_Work instruction:_
Carry on the article about partitioning a SQL Server Sales table, picking up after its last sentence.

_Page excerpt:_

★ ★ ★ ★ ★

I work in a SQL Server production environment that consists of multiple customer databases on multiple SQL Server 2008 64-bit instances. One database is maintained for each customer. Every week each customer provides a file that contains its sales data for the previous week. An automated process loads this data directly into a staging table with few validations. One task that I need to perform every week is validating and loading this sales data from the staging table to a single Sales table in the same customer database. For the large customer databases, a week's worth of data ranges between 20 million and 40 million records.
Another task I need to perform every week is purging one or more weeks of old data from the Sales table because my company's data retention policy is to keep only 105 or 156 weeks (about 2 or 3 years) of sales data, depending on the customer. I purge the old sales data the same day I load the new sales data.
Loading and purging the data took a lot of time each week because the Sales table wasn't partitioned. So, I decided to create an elegant partition solution that would load the new sales data and purge the old sales data as quickly as possible. I came up with four-stage plan:
1. Identify the best partition solution.
2. Implement the partition solution.
3. Migrate the data.
4. Set up the purge process.
Stage 1: Identify the Best Partition Solution
My goal for stage 1 was to determine the best partition solution. After some contemplation, I decided on the following:
- Each partition in the new partitioned table would hold one week's worth of sales data, making it easy to add new data and purge old data.
- The ideal column to define the partitions would be the SalesDate column in the old nonpartitioned table, because this column contained the date the records were inserted.
- I would dynamically create the initial partition and transfer data from the nonpartitioned table to the partitioned table. I would also dynamically create subsequent partitions.
- Because only 105 or 156 weeks of sales data can be kept in the partitioned table, I would dynamically delete partitions containing data older than that. The partition numbers would always be 1 to 105 or 1 to 156, with partition 1 containing the oldest data.
Stage 2: Implement the Partition Solution
My goal for stage 2 was to create a new table that retained the definition of the nonpartitioned Sales table but used dynamically generated partitions. Here's how I created that table in each customer database:
1. I dropped all the primary-key, unique-key, and foreign-key constraints and all indexes in the nonpartitioned Sales table.
2. I renamed the nonpartitioned Sales table to SalesNormalTable_B4_Partition.
3. I declared a local variable (@tmpSalesWeekDate), obtained the oldest sales date from the SalesDate column in the SalesNormalTable_B4_Partition table, and stored it in that variable, using code like that in Listing 1.
SELECT @tmpSalesWeekDate = ISNULL(MIN(SalesDate), '01/01/2010')
FROM dbo.SalesNormalTable_B4_Partition WITH (NOLOCK)
4. To dynamically generate the partitions, I created a partition function named PF_dbo_SalesPartitionTable_SalesDate_ByWeek. As Listing 2 shows, I used the sales date in the local variable as the first value so that the first partition would hold the oldest sales data from the SalesNormalTable_B4_Partition table.
AS RANGE LEFT FOR VALUES (@tmpSalesWeekDate)
5. To dynamically generate the partition schemes in the new partitions, I created a new partition scheme named PS_dbo_SalesPartitionTable_SalesDate_ByWeek for the PF_dbo_SalesPartitionTable_SalesDate_ByWeek function, as Listing 3 shows.

★ ★ ★ ★ ★

(Collected data entries)
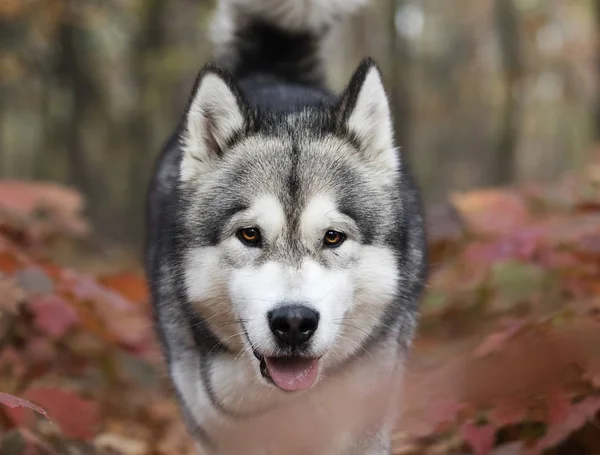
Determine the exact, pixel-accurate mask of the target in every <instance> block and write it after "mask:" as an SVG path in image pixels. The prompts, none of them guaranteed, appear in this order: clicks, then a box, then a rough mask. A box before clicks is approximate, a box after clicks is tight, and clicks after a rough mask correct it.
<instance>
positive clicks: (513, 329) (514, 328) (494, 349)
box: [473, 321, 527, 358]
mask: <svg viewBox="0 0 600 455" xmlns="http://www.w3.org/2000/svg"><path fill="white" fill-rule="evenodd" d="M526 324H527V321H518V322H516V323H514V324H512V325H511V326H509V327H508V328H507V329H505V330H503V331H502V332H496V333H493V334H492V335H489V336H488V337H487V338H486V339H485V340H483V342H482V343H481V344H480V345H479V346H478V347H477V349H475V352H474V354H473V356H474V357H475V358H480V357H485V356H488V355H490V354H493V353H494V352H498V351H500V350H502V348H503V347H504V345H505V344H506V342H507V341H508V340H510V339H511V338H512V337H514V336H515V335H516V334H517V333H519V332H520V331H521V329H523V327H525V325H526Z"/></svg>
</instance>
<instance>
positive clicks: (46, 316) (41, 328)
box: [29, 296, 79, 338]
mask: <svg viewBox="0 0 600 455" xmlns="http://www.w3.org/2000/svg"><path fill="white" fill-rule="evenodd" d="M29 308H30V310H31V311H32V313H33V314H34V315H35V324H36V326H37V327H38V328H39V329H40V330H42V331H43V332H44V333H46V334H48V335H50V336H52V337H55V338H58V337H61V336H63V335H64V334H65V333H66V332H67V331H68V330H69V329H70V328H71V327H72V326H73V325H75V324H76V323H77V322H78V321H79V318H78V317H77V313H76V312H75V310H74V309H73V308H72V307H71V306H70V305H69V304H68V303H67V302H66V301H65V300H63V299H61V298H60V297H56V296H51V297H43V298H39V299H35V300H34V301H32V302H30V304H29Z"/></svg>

★ ★ ★ ★ ★

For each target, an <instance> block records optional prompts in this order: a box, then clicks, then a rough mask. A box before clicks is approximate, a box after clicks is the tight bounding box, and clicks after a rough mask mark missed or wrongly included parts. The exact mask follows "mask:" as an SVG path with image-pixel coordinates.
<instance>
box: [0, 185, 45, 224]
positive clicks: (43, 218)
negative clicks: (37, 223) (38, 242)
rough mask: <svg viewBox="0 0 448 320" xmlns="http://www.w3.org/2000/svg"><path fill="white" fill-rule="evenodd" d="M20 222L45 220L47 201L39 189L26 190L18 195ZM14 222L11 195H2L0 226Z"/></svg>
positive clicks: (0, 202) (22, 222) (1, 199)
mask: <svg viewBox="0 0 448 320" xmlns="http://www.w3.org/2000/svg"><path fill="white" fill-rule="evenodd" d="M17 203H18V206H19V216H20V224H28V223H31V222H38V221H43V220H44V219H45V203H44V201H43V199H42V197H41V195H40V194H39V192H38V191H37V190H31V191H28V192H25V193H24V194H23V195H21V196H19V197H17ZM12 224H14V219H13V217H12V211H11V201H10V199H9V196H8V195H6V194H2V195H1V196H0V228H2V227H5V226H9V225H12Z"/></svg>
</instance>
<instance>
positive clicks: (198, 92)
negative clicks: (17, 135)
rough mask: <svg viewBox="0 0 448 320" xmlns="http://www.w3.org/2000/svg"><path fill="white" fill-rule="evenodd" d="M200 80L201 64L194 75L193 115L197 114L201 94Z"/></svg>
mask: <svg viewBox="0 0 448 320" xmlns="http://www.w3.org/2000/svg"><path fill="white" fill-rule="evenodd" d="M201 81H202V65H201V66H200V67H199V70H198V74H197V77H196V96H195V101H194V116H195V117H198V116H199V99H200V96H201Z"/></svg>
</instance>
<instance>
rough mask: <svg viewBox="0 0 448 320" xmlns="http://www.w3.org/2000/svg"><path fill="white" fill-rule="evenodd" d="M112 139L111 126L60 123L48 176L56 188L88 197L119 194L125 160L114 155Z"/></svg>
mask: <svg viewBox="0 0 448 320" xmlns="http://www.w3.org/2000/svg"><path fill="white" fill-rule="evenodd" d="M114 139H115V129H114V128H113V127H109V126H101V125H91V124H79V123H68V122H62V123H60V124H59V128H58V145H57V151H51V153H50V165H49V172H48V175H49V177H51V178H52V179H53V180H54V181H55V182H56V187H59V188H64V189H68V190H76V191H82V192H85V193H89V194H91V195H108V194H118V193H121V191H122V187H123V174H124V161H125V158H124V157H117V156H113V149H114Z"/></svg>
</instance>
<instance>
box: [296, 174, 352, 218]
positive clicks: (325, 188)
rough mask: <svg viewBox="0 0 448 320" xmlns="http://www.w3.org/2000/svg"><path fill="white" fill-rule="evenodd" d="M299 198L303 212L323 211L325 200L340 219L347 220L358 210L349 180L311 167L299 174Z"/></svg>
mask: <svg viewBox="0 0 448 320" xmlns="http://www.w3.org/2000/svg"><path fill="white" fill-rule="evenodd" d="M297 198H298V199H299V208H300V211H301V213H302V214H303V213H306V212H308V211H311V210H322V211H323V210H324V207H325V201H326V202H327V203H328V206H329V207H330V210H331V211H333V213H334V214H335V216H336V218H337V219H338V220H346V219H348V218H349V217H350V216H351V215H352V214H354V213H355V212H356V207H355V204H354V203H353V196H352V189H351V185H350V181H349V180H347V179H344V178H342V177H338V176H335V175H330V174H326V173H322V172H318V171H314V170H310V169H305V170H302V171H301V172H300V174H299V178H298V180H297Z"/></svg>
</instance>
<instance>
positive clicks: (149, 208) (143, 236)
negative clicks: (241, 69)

★ ★ ★ ★ ★

_Output for this exercise:_
AS PARTITION PF_dbo_SalesPartitionTable_SalesDate_ByWeek
ALL TO ([PRIMARY])
6. Using the newly created partition scheme, I created a new partitioned Sales table named SalesPartitionTable and a temporary placeholder table, both of which had the same definition as the SalesNormalTable_B4_Partition table. The placeholder table would be used during the initial data transfer and during the subsequent weekly data transfers.
7. I created the necessary primary key and indexes in the SalesPartitionTable and placeholder tables.
Stage 3: Migrate the Data
My goal for stage 3 was to migrate all the data from the SalesNormalTable_B4_Partition table to the SalesPartitionTable table, dynamically creating partitions when needed. Here's how I accomplished this goal in each customer database.
I first obtained all the distinct sales dates from the SalesDate column in the SalesNormalTable_B4_Partition table and stored them in a temporary table named DistinctSalesDate. Then, a row at a time, I retrieved each sales date from DistinctSalesDate, storing it in a local variable.
Next, I passed the sales date in the local variable to a scalar-valued user-defined function (UDF) named dbo.fn_GetPartitionNumberForPartitionFunctionAndValue, as Listing 4 shows. I designed this UDF to return the partition number for a specified partition function and sales date.
' PF_dbo_SalesPartitionTable_SalesDate_ByWeek ',
When the UDF returned NULL, a new partition for the sales date was dynamically created using the ALTER PARTITION FUNCTION statement with the SPLIT RANGE argument, as shown in Listing 5. In addition, the ALTER PARTITION SCHEME statement with the NEXT USED argument was used to designate the next file group to be used in the partition scheme.
SPLIT RANGE (@tmpSalesWeekDate)
ALTER PARTITION SCHEME PS_dbo_SalesPartitionTable_SalesDate_ByWeek
NEXT USED [PRIMARY]
When the UDF returned a partition number that was greater than zero, the following steps were taken:
1. The partition was switched from the SalesPartitionTable table to the placeholder table.
2. The primary-key constraint and indexes were dropped from the SalesPartitionTable and placeholder tables.
3. The row matching the sales date in the local variable was copied from the SalesNormalTable_B4_Partition table to the placeholder table.
4. The partition containing the transferred data was switched from the placeholder table to the SalesPartitionTable table.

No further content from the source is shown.